Rewrite the material from the line containing "of the tall" through the end of the material, both ends included and requests kept. Scale every coordinate in the answers by 0.65, round each to a whole number with halves rounding up, and omit the pictures.

(Coordinate annotation entries)
------------------------------------------------------------------------
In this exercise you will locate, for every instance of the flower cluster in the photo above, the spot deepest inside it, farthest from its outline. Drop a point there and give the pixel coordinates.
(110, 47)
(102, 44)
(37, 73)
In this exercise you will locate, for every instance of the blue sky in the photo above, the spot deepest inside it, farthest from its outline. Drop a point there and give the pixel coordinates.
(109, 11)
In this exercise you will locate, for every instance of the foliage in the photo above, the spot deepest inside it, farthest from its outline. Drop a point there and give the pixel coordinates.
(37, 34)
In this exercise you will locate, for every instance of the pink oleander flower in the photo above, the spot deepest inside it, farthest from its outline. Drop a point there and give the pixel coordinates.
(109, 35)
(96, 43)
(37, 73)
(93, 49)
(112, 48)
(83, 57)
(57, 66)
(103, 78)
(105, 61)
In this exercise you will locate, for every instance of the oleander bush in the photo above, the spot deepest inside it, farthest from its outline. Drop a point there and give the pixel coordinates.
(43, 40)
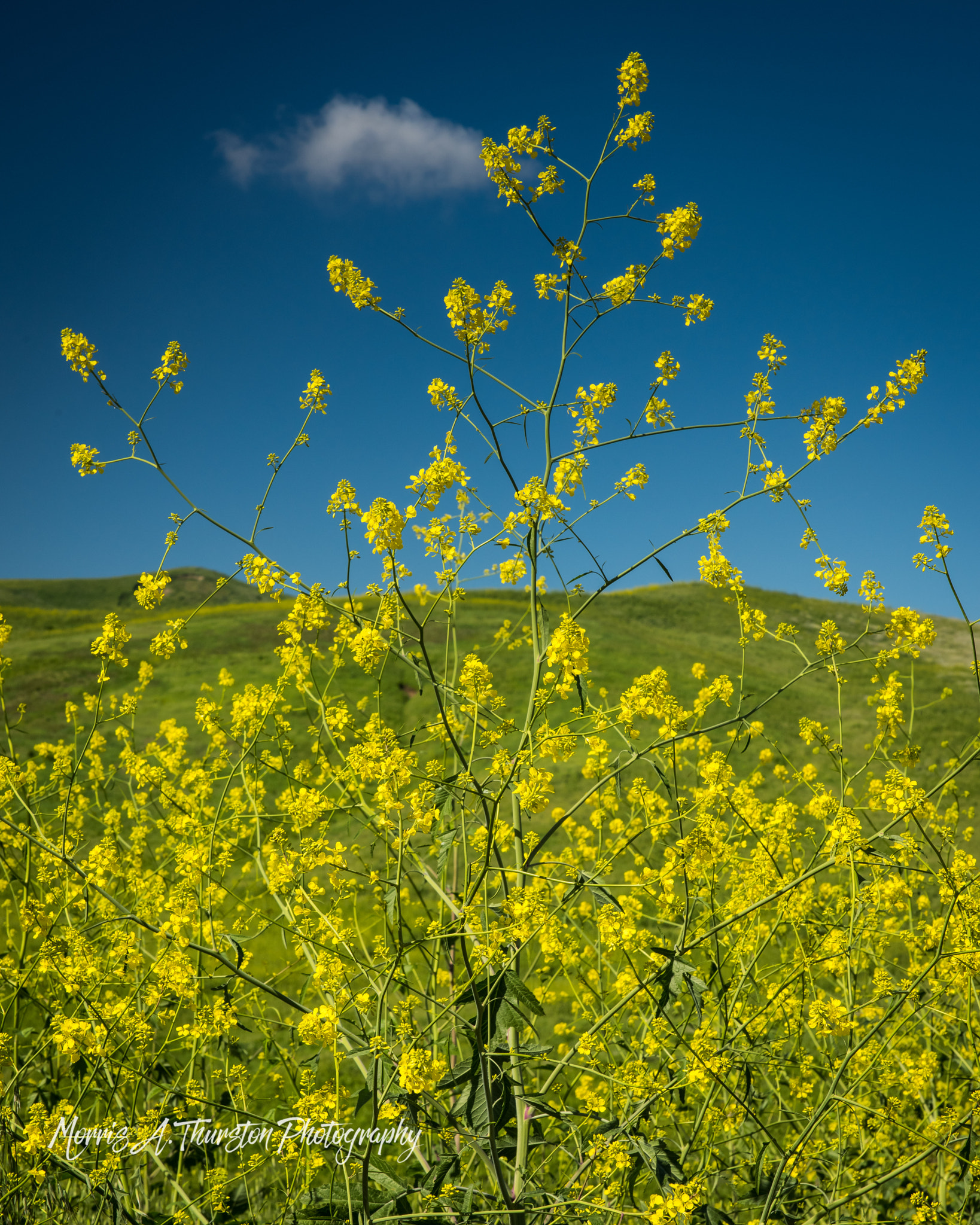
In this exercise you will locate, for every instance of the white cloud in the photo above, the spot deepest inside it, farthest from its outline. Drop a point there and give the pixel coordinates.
(390, 150)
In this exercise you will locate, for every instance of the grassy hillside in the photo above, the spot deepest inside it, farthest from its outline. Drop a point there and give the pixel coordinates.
(188, 587)
(671, 625)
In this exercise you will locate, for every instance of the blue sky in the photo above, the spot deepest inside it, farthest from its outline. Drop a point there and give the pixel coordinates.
(175, 176)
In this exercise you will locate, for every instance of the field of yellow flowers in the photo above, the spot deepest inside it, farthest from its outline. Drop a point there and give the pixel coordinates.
(452, 915)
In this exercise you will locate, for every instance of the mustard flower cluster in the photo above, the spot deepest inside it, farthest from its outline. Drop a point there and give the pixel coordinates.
(452, 924)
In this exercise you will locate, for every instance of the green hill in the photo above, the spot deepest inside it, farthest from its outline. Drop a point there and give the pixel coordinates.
(631, 632)
(188, 587)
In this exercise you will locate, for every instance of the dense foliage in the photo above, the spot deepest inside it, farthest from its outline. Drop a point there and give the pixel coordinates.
(332, 968)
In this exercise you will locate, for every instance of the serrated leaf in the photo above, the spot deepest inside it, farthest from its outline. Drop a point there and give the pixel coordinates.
(677, 978)
(662, 1160)
(520, 991)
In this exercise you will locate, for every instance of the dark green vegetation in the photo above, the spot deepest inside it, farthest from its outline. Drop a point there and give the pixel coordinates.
(632, 632)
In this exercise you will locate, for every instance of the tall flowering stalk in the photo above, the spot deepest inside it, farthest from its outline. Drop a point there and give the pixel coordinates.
(538, 956)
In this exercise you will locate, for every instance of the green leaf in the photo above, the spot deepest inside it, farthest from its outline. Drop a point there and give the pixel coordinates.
(439, 1174)
(674, 979)
(595, 885)
(710, 1215)
(445, 847)
(662, 1160)
(522, 994)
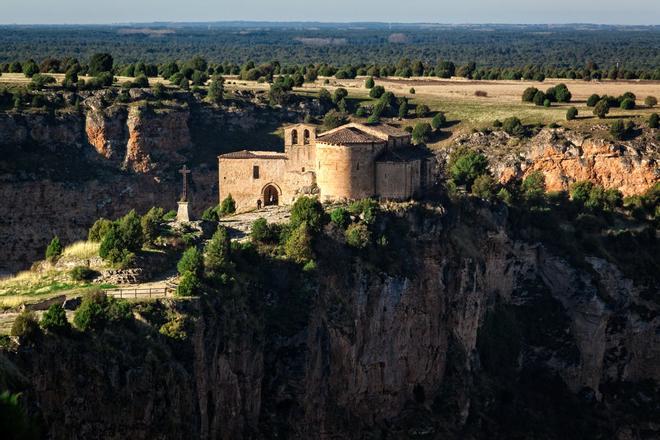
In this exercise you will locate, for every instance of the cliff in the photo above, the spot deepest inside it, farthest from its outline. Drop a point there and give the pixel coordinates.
(565, 156)
(459, 328)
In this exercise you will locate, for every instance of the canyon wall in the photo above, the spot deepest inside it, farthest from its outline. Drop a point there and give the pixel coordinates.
(479, 336)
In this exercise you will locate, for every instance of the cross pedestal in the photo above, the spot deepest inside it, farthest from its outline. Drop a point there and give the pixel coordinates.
(183, 213)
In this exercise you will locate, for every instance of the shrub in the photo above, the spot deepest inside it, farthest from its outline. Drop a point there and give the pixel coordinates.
------------------------------------------------------------------------
§ **Expected answer**:
In this exercise you will locate, for every instance of the tall flowering stalk in the photo above, the spot deepest inside it, farthest from its outline. Drop a point there and give the pixel coordinates.
(350, 621)
In this exercise you will locate, for every instance of the green leaf in the photo above, the spot deepest inside it, farthest from its outline. Drop a point there and give the pixel coordinates.
(285, 763)
(438, 636)
(387, 575)
(462, 790)
(289, 551)
(430, 754)
(339, 646)
In this exercise you will locate, for every instance of the cliff in the photo above, the spot deepest inside it, farthest from its outline. Drop a point there and give the pixel coordinates.
(367, 101)
(298, 213)
In this exercise you will locate, for every instance of the canyon wall in the photo above, the spot deepest inside it, farthest from its outline. Drop a point there and give the pixel coordinates.
(311, 218)
In this exercise you will locate, for every instance of the cross pedestal in the photo above, the spot deepest inside it, farthest from its outline. Drop a point there and give the pixel coordinates.
(119, 138)
In this exercise you will locate, for every instance of the shrub in the photo above, the spot deepest inside it, farthest from its outline. Drop a point there and give the pixel coordinates.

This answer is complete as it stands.